◆ **ASSIGNED TASK**:
Skip the images; return every entry exactly.

Segment Open

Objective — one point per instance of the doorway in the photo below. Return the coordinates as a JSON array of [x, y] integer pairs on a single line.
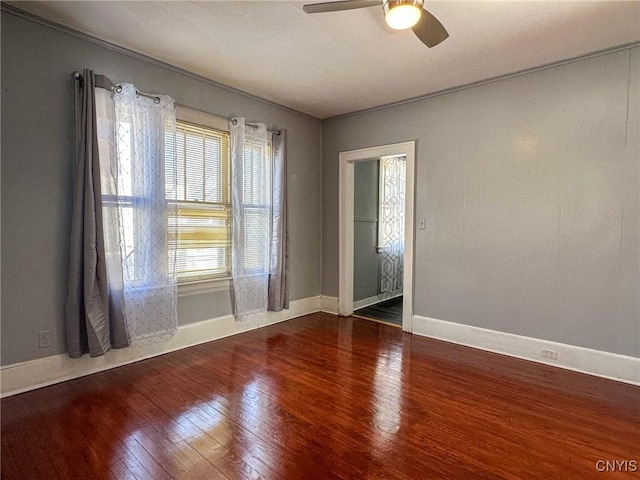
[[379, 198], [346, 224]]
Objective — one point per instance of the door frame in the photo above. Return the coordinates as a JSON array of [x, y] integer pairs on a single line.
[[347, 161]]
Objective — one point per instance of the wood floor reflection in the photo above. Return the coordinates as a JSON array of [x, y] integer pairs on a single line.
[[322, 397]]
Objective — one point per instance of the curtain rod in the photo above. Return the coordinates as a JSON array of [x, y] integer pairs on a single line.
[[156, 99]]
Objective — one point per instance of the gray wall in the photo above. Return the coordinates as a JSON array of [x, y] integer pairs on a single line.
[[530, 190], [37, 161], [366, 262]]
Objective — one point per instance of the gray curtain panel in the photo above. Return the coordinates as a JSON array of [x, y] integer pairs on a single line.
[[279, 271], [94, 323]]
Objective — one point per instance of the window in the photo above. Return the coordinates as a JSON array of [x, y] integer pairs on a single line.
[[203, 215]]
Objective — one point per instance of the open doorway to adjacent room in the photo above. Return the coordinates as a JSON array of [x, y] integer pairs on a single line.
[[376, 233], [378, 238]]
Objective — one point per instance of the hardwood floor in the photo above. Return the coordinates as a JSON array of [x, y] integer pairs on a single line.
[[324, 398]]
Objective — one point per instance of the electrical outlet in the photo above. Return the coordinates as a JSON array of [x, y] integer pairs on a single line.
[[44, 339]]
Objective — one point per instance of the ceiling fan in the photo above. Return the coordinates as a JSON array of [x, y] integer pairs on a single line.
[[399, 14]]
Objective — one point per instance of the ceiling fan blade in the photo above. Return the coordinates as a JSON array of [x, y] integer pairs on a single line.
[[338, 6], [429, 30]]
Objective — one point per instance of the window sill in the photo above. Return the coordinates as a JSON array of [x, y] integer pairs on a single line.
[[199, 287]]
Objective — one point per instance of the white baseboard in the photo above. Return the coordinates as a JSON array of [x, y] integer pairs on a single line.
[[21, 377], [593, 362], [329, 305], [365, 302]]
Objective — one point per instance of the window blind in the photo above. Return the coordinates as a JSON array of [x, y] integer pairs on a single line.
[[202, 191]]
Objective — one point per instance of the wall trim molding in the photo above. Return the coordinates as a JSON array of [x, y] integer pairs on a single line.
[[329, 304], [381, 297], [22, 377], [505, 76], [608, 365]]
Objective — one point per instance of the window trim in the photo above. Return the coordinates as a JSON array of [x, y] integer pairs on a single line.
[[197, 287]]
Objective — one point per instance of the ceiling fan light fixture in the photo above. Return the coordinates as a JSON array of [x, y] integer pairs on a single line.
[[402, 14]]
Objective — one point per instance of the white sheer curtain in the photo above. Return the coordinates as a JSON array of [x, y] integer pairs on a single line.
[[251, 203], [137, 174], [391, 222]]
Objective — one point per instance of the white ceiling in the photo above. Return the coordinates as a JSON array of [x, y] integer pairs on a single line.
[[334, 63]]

Segment Closed

◆ **RESPONSE**:
Objective — one point per instance of the doorway in the photo below. Return the coordinates as a JSON array of [x, y] integer pairs on a single line.
[[379, 198], [346, 224]]
Objective — one point per instance of the door frame in the photo above. Return the coordinates as a JSON array of [x, y] integer pairs on a single line.
[[347, 161]]
Objective — one point per instance of the wood floor reflection in the photo above. Return the coordinates as a JSON array of [x, y] integer pairs on a single line.
[[322, 397]]
Objective — one point per instance of the curtain rod in the photo above. Return the coordinates as a JSON array of [x, y] integer pairs on a single line.
[[156, 99]]
Objective — one point per instance of the gray wall in the photo above. Return the coordinates as a JSON array of [x, y] integer pairs on a single line.
[[530, 190], [37, 161], [366, 262]]
Objective — one point per instance of the gray curtain panel in the photo above. Return the coordinates as a JSON array of [x, y] integer pairs on a single line.
[[279, 271], [94, 323]]
Objective — one point per instance of the window in the photo above. Return the coordinates as a JSON array of [x, y] integer pairs on a single line.
[[203, 215]]
Objective — one point per instance of the open doorway to adjacent room in the photo above. Return the coordinates as a JSON array of [x, y] integer pairs on a single line.
[[376, 233], [378, 238]]
Objective — one point per instance of the hardwood floor in the photo above. Return the coordinates as a JSON array of [x, y] integer pairs on a single line.
[[324, 398]]
Objective — one point per instance of the electrical outlet in the photo above. Return the coordinates as a JSON array of [x, y] integer pairs on a single line.
[[44, 339]]
Objective — one point per instance of the ceiling fan in the photo above. Return the coordinates as a JSON array of [x, y] integer pairs on a single line.
[[399, 14]]
Objective — one point per instance of the ceiling fan blade in the photo above. Return the coordinates as a JSON array of [x, y] integer pairs on a single line.
[[338, 6], [429, 30]]
Objective — one point per instance of the window sill in the photo above. Return the coordinates as a JSON array of [x, y] integer pairs on a single line.
[[199, 287]]
Objective — one point per instance of the white baseboard in the photo above. Return the coordinates as a JSON array of [x, y] integer pairs on a single line.
[[21, 377], [593, 362], [329, 305], [365, 302]]
Objective — one point per instance of the window blind in the photo above. Return the coordinates as a JSON array of [x, y] integer pairs on a single line.
[[202, 191]]
Objective — one point per instance of the wall trim molding in the photo above. Return the coordinates as a JSON array of [x, y] integer pairs on a single line.
[[329, 304], [381, 297], [22, 377], [505, 76], [608, 365]]
Objective — one point per instance of the window trim in the photo above. Return the coordinates as a JSON array of [x, y] integer pairs on a single line.
[[197, 287]]
Objective — one point per instance of the ceiling fan light fixture in the photo above. Return the coordinates as a JSON array of [x, y] integer pairs on a single line.
[[402, 14]]
Objective — one point per instance of the white sheer curtain in the photo above. Return the coordinates as a JSON array of [x, y] integer pairs on a single line.
[[251, 203], [137, 174], [391, 222]]
Objective — one point per instance of the white ceiling in the photo above. Return the coordinates as a JSON array of [x, y] integer pairs on a single line.
[[334, 63]]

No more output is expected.